EXCERPTED DATA Block Start
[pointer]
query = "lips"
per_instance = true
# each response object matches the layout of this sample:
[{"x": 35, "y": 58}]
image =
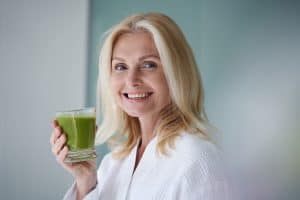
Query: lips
EXCERPTED DATA Block End
EXCERPTED DATA Block Start
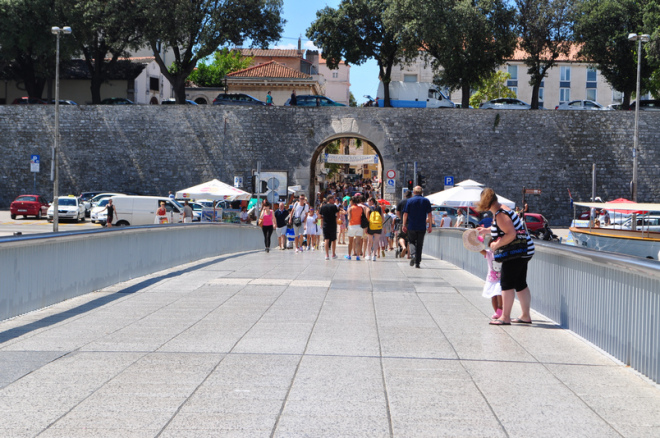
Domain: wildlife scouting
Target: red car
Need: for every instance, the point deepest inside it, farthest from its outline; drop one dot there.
EXCERPTED DATA Block End
• **EXERCISE INSTRUCTIONS**:
From the line with "per_instance = true" up to and including the line with "Query: lips" above, retype every line exactly and nothing more; leave out the pictures.

• **ANSWER BOX**:
per_instance = true
# each response object matches the layout of this sample:
[{"x": 35, "y": 58}]
image =
Query: lips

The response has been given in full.